| The exercise |
Write out every line of the records below again, requests included, and add 43 to each point coordinate in the answers, leaving the sample coordinates inside the requests unchanged. Omit the pictures.

[Dataset records about object locations]
|---|
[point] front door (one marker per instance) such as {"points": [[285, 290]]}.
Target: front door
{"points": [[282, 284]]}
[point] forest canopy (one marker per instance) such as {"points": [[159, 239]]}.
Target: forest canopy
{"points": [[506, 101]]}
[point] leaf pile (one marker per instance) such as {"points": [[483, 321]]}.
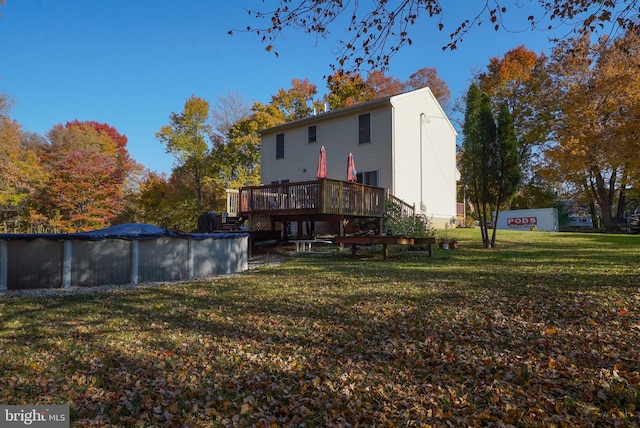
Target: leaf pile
|---|
| Answer to the problem |
[point] front door (one marker per instance) such as {"points": [[285, 290]]}.
Target: front door
{"points": [[325, 327]]}
[point] forest canopy (one marker per instance) such as {"points": [[159, 239]]}.
Target: forest canopy
{"points": [[549, 144]]}
[point] leaf pile (one marker per instance) such as {"points": [[483, 321]]}.
Target: leaf pile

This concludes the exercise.